BEGIN Given passage

There are currently four different ways to define routes:

Name Description
route Used to define route between host/router
zoneRoute Used to define route between different zones
bypassRoute Used to supersede normal routes as calculated by the network model between host/router; e.g., can be used to use a route that is not the shortest path for any of the shortest-path routing models.
bypassZoneRoute Used in the same way as bypassRoute, but for zones

Basically all those tags will contain an (ordered) list of references to link that compose the route you want to define.

END Given passage
BEGIN Stored rows

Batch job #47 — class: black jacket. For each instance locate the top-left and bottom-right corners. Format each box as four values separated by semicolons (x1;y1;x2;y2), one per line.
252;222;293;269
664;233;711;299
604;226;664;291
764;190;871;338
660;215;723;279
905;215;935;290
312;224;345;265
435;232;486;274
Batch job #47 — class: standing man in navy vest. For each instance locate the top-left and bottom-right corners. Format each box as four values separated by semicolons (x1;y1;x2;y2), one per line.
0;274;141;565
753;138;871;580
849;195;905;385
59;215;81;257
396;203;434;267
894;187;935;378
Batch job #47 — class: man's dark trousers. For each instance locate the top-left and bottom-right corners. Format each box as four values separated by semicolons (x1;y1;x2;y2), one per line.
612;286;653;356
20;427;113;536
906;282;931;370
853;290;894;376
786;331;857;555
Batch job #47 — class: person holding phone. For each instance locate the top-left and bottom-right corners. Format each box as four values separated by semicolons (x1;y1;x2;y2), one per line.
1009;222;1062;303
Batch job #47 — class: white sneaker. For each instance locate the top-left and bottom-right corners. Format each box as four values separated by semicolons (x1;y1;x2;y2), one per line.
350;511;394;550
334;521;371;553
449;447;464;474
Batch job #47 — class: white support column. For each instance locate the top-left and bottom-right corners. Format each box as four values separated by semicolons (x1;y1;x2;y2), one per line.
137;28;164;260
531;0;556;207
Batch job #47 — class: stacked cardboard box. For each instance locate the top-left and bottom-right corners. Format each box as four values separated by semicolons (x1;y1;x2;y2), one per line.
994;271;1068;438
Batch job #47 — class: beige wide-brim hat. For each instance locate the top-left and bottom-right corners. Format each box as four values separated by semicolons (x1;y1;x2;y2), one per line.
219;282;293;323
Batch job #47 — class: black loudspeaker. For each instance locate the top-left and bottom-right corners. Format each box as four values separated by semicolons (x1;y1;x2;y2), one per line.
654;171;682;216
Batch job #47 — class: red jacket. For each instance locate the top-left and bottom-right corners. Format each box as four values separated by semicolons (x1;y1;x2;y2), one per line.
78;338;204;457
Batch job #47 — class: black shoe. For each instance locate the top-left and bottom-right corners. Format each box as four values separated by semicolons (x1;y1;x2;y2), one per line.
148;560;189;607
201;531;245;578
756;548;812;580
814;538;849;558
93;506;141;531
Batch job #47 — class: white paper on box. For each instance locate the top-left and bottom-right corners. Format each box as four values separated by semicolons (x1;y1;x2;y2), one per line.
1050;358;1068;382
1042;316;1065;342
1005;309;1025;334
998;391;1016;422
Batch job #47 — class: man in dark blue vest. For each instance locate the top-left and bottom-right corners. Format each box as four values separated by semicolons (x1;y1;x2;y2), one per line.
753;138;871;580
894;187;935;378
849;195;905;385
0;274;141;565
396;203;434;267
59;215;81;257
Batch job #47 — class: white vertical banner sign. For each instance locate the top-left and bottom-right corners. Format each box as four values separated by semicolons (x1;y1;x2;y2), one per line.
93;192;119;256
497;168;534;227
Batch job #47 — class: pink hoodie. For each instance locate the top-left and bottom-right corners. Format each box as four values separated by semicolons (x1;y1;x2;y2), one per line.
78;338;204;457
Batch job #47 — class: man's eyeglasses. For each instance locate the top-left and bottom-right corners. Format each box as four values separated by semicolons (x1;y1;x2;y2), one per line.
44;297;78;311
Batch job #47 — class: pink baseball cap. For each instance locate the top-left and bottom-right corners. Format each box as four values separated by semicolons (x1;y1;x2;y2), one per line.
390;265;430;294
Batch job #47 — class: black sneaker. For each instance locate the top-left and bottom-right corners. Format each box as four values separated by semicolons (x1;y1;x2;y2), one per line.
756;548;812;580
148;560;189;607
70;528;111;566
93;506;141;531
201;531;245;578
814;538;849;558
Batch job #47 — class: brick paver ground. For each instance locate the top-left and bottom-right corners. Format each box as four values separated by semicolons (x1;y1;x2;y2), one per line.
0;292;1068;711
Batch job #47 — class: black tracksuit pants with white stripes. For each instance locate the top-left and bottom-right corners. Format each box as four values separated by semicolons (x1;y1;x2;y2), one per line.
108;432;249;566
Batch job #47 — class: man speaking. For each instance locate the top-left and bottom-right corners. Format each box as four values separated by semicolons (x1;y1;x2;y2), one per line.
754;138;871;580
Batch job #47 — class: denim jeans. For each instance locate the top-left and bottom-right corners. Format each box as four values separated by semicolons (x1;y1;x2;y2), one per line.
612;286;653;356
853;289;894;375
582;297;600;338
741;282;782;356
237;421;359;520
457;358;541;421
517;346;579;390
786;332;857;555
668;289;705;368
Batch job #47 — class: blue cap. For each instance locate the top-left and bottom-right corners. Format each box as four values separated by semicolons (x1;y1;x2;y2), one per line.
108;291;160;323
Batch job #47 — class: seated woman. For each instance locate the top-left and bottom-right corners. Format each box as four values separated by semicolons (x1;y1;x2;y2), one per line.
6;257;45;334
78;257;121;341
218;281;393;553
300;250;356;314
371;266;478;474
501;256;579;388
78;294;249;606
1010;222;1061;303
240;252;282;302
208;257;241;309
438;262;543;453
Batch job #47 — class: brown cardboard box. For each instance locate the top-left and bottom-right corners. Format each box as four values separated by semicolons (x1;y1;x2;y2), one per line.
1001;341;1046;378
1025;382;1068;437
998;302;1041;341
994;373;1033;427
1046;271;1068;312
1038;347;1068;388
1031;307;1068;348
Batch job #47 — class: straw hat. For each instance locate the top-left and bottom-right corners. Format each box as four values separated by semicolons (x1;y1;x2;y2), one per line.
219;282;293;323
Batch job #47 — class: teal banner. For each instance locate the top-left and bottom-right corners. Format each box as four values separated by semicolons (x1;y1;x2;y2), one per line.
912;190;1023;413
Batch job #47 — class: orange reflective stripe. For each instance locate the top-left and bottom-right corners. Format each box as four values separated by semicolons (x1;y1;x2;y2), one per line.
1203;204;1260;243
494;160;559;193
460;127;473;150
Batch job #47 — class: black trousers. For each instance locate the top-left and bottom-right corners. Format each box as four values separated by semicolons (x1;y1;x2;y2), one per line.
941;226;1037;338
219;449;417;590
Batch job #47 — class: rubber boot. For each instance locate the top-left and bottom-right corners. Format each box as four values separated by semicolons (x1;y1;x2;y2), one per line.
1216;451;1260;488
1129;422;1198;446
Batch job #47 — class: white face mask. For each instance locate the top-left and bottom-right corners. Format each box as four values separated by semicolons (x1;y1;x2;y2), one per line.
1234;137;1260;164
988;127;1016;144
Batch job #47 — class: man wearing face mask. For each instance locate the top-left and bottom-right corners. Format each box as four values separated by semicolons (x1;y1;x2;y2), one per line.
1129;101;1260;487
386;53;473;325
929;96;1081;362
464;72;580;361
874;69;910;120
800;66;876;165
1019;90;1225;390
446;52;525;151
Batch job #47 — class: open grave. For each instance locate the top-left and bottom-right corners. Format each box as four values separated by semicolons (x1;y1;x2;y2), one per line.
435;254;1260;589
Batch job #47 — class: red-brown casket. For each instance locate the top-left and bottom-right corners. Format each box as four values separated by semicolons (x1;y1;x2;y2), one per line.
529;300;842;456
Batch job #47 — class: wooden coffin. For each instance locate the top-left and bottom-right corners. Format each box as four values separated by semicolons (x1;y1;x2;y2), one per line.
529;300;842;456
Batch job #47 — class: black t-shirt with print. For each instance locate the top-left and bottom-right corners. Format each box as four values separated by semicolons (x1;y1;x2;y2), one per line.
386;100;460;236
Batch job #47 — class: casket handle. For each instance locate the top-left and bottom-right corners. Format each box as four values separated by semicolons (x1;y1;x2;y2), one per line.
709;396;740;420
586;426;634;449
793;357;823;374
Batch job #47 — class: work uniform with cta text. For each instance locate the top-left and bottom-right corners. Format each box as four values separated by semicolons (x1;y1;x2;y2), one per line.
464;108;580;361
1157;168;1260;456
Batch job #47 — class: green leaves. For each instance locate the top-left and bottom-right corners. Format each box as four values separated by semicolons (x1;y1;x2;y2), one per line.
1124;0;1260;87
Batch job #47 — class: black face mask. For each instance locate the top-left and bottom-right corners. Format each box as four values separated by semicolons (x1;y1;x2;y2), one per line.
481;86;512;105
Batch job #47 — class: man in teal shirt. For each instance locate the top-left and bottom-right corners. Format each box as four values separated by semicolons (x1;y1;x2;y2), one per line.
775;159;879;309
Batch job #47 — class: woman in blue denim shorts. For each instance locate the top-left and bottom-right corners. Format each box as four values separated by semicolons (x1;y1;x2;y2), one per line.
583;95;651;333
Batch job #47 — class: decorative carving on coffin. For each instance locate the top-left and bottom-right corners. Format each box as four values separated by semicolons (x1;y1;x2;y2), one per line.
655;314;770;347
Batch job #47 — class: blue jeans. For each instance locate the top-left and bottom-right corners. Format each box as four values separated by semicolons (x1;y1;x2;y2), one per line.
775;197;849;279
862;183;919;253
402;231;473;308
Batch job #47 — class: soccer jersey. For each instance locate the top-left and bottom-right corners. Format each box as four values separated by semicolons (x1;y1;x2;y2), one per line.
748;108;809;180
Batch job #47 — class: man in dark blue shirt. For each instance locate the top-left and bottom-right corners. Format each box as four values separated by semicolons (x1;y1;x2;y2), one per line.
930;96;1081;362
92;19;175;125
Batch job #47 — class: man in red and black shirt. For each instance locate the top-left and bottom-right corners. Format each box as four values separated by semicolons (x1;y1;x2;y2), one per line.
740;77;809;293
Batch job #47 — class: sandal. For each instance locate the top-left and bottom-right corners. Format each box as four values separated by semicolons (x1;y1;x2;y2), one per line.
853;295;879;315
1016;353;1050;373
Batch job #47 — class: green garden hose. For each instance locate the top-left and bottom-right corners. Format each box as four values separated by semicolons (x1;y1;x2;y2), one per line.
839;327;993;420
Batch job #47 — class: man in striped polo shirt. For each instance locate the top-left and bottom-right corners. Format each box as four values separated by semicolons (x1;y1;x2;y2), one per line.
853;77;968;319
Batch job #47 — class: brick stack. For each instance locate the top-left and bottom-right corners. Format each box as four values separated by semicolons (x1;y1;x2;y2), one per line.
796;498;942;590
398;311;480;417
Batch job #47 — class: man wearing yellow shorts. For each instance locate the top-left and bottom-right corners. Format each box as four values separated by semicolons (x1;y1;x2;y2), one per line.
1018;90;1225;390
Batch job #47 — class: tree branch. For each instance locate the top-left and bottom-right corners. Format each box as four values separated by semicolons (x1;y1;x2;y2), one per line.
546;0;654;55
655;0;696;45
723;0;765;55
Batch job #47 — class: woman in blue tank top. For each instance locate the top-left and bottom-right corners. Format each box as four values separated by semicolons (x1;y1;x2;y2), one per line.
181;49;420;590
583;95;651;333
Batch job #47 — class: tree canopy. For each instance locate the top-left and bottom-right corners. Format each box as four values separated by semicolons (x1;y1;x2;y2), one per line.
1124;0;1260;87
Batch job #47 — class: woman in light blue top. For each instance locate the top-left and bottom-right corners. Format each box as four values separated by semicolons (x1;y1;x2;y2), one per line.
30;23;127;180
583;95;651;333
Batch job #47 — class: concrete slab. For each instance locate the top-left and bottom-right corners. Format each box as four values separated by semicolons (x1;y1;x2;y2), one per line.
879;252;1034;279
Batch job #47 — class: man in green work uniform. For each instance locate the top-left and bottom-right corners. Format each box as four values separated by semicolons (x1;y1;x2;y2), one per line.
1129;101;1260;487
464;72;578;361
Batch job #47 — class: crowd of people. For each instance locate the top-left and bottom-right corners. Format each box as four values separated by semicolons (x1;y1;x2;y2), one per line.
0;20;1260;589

END Stored rows

Reproduce, word for word, the part of the route-definition passage above that opens with the words containing "Name Description" and closes with "shortest-path routing models.".

(Written answer)
Name Description
route Used to define route between host/router
zoneRoute Used to define route between different zones
bypassRoute Used to supersede normal routes as calculated by the network model between host/router; e.g., can be used to use a route that is not the shortest path for any of the shortest-path routing models.